## TASK OBJECTIVE:
List every Bible reference given in parentheses in the passage on preaching and the Holy Spirit below.

## DOCUMENT PASSAGE:
= = = =
Believers Develop Shallow, Depleted Faith and Worship

Faith comes by hearing the Word of God. If God’s Word is depleted, misrepresented, or distorted in any way from the pulpit, it will inevitably, and negatively, affect those who hear it from week to week. If the “just shall live by faith” and the Word being propagated from the preacher is faulty, then the verdict is conclusive: The faith of those who consistently hear out-of-context preaching will have sophomoric, or even worse, counterfeit faith. This is clearly seen in our Americanized culture of Christianity.  When the directives being published from the pulpit are unclear, indistinct, and Scripturally blurred, the church turns to entertainment, emotionalism, and egotistically-charged tactics to arouse the crowds.  Such shallow, depleted spirituality is the result of unbiblical, juvenile preaching.

 

The Holy Spirit is Grieved

The Holy Spirit only validates and approves that which is being said by the preacher if what the preacher says is the contextual truth of Scripture.  Jesus confirmed this by calling the Holy Spirit the “Spirit of truth” (John 15:26). Jesus told the woman at the well that “God is Spirit: and they that worship him must worship him in spirit and in truth” (John 4:24). God the Spirit cannot lie (Numbers 23:19, 1 John 1:10). Therefore, if a message is taken out of context, the Holy Spirit cannot and will not bear witness to the erroneous claim.  His holy character will not permit such a thing.  One of the reasons there is such a dry, cold, indifferent, apathetic spirit in our churches is because of the grieving of the Spirit in the hour of exposition.  Ezekiel spoke the Word to the dry dead bones, and the Spirit wind proceeded to give life to that which had been proclaimed by the prophet. If the expositor fails to properly and contextually speak to the bones, there will never be an empowering of the Spirit of God.
= = = =
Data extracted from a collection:
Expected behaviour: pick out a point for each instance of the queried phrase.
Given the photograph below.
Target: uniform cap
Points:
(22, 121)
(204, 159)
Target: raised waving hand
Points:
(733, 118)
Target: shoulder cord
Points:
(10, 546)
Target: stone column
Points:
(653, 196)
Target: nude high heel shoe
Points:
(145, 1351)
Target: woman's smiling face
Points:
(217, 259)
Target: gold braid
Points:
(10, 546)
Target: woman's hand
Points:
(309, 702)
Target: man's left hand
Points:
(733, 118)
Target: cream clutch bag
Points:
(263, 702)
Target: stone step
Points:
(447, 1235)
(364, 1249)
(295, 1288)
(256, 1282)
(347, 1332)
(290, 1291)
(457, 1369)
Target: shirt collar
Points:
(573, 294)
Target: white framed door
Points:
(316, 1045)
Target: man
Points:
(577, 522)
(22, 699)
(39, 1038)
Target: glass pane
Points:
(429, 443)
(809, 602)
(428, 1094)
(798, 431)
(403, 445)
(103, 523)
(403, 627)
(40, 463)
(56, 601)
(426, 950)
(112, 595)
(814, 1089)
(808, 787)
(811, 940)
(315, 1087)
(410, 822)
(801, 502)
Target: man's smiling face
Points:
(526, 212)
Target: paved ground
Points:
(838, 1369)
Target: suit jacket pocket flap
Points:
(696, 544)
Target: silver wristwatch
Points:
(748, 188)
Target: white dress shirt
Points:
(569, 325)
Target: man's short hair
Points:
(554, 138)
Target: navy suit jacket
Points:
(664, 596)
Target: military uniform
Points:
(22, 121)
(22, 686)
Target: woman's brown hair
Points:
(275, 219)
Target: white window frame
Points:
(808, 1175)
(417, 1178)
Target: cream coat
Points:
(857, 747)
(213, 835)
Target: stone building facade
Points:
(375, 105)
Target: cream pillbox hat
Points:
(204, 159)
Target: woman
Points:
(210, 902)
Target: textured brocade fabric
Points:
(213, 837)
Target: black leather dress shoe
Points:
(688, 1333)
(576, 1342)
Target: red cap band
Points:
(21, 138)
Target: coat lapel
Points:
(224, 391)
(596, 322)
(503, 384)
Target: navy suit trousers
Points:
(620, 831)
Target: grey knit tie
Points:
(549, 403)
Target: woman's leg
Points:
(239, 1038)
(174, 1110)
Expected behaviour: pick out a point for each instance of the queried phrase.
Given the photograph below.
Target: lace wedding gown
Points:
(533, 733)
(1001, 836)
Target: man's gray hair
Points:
= = = =
## OUTPUT OF THE TASK:
John 15:26, John 4:24, Numbers 23:19, 1 John 1:10